» İstenen Görev: Seçilen alıntıda "İşin teknik kısımlarını" ile "şaşırtacağına bahse girerim." arasındaki kısmı, her ikisi de dahil olmak üzere, "bahar" yerine "yaz" kullanarak yeniden yazınız.

» Seçilen Alıntı:

* * *

İşin teknik kısımlarını boş verip biraz örnek verelim isterseniz. Başlıkta da bahsettiğim gibi İyi kurgu hayat kurtarır. Neden mi? Çünkü bir erkeğin gerçek aşkı bulamamaktan yakınması ve burnunun dibindeki aşkı kaçırması gibi klişe bir konu bile iyi bir kurguyla izleyiciyi etkileyen ve olumlu izler bırakan bir filme dönüştürülebilir. “Definately, Maybe” filminde olduğu gibi. Piyasaya her bahar çıkan, reklamlarını boy boy her yerde gördüğümüz aşk filmlerinin aksine sağlam kurgusu ile o güzel havayı yakalamıştır.

Bu örnek yetmedi mi? Bir adama aşık olan iki kadın klişesine ne dersiniz? “Böyle bir filmi izlemek için beni sandalyeye bağlamanız gerek,” diyenlerinizi duyar gibiyim. Buna bir de “Wicker Park”ın o muhteşem sondan başa doğru akan sahnelerini izledikten sonra karar verin isterseniz. Filmin sonunu başında görüp yine de sizi şaşırtacağına bahse girerim.

Hep yabancı örnekler verdik ama ülkemizde de güzel kurgulu işler çekilmiyor değil. Çocukluk aşkını yıllar sonra bulan bir adamın öyküsü yeterince klişedir sanırım. “Aşk Tesadüfleri Sever” filmini izleyip de o kurgunun içinde kendinizi şaşırırken bulduğunuzda bu görüşünüz değişebilir. Zaten Mehmet Günsür yerine filmin yapısını inceleyen birisi ne dediğimi çok net anlayacaktır…

Şaşırmak demişken. İşte bence iyi bir kurguda olması gereken temel özellik budur. İzleyiciye veya okura filmin veya kitabın en sonunda ne olduğunu tahmin etme fırsatı vermemek. “Lost“ dizisinin birinci sezonu örneğin. Çok iyi kurgulanmış bir dizidir. Her bölümün sonunda sadece ufak bir ipucu verip hemen arkasından iki, üç soruyu daha zihninize kazıyan o güzel yapı inşa edilmesi kolay olmayan bir şeydir.

* * *

Fotoğraf nesnesi işaretleme kayıtları:
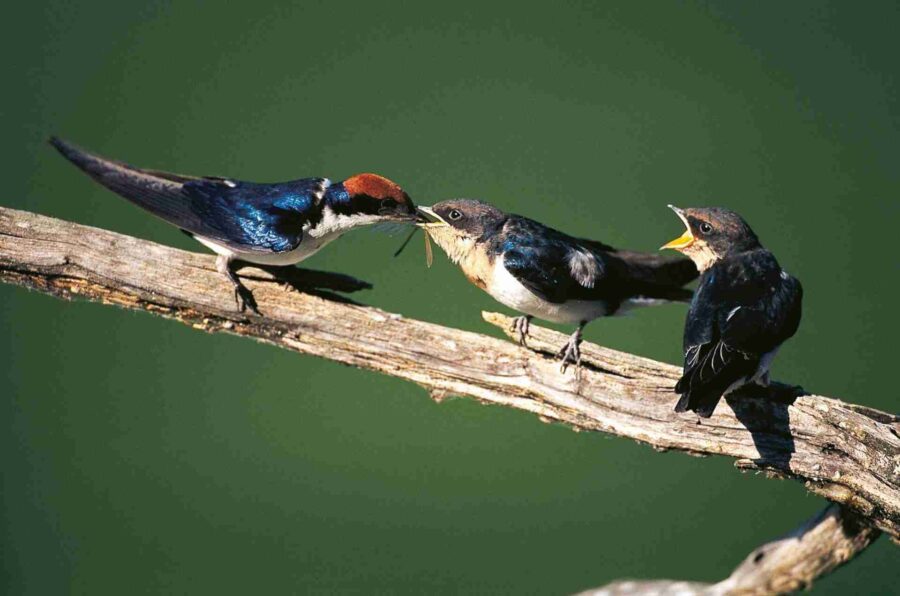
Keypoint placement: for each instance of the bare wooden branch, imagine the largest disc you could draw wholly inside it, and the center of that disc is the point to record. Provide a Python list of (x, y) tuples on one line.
[(818, 547), (846, 453)]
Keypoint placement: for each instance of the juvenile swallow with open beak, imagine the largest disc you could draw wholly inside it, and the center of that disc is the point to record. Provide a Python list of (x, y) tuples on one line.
[(272, 225), (544, 273), (744, 308)]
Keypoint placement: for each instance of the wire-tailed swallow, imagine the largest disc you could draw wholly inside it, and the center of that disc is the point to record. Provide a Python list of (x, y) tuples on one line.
[(744, 308), (274, 225), (547, 274)]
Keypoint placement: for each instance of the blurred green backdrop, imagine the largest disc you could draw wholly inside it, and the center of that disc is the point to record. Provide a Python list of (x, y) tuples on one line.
[(141, 456)]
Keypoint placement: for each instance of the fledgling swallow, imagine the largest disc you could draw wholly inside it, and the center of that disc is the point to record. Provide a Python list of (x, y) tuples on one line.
[(272, 225), (544, 273), (744, 308)]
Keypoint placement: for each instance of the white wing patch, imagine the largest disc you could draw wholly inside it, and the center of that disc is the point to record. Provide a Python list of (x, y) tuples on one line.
[(585, 268)]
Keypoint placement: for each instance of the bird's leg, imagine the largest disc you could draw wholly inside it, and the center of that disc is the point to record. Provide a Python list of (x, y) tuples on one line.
[(571, 352), (520, 326), (242, 295)]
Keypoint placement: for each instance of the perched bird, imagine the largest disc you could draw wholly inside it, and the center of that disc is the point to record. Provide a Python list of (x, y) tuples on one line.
[(272, 225), (744, 308), (544, 273)]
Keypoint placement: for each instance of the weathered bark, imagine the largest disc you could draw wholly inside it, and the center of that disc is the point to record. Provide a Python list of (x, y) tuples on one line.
[(846, 453), (819, 546)]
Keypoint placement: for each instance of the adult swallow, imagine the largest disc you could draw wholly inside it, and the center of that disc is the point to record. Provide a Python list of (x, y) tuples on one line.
[(544, 273), (744, 308), (273, 225)]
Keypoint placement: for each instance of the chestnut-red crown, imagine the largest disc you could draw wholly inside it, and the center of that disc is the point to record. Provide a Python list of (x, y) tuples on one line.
[(375, 186)]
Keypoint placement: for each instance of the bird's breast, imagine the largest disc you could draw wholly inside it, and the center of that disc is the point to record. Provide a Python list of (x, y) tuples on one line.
[(478, 267), (506, 289)]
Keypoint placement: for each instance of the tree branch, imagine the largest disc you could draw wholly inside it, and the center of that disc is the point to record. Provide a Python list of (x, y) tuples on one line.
[(846, 453), (818, 547)]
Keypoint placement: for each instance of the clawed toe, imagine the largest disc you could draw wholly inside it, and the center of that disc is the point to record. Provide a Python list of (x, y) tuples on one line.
[(570, 354), (521, 326)]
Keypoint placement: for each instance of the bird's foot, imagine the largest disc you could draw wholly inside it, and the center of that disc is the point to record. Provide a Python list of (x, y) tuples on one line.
[(242, 295), (244, 299), (521, 326), (571, 352)]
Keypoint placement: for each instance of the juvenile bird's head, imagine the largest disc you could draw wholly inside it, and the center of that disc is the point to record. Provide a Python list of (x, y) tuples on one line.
[(712, 233), (370, 198), (459, 225)]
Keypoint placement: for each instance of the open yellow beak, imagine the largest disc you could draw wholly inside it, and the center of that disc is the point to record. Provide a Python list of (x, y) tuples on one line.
[(682, 241), (685, 239)]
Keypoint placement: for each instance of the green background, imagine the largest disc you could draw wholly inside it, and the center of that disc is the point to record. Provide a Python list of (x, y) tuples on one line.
[(141, 456)]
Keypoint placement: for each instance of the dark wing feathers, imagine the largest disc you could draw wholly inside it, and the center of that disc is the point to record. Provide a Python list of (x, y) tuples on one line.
[(744, 308), (558, 267), (244, 216)]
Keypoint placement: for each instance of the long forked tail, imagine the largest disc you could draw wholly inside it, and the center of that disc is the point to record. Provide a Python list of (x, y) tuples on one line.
[(157, 192), (656, 276)]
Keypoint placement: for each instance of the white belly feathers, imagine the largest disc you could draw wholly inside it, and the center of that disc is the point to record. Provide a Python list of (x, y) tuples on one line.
[(509, 291)]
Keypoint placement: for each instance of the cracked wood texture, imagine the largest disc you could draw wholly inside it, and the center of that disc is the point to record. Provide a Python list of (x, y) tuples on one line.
[(821, 545), (846, 453)]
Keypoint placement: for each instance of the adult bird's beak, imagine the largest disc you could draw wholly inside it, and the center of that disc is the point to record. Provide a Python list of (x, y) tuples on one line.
[(685, 239), (426, 218)]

* * *

» Görevin Çözümü:
İşin teknik kısımlarını boş verip biraz örnek verelim isterseniz. Başlıkta da bahsettiğim gibi İyi kurgu hayat kurtarır. Neden mi? Çünkü bir erkeğin gerçek aşkı bulamamaktan yakınması ve burnunun dibindeki aşkı kaçırması gibi klişe bir konu bile iyi bir kurguyla izleyiciyi etkileyen ve olumlu izler bırakan bir filme dönüştürülebilir. “Definately, Maybe” filminde olduğu gibi. Piyasaya her yaz çıkan, reklamlarını boy boy her yerde gördüğümüz aşk filmlerinin aksine sağlam kurgusu ile o güzel havayı yakalamıştır.

Bu örnek yetmedi mi? Bir adama aşık olan iki kadın klişesine ne dersiniz? “Böyle bir filmi izlemek için beni sandalyeye bağlamanız gerek,” diyenlerinizi duyar gibiyim. Buna bir de “Wicker Park”ın o muhteşem sondan başa doğru akan sahnelerini izledikten sonra karar verin isterseniz. Filmin sonunu başında görüp yine de sizi şaşırtacağına bahse girerim.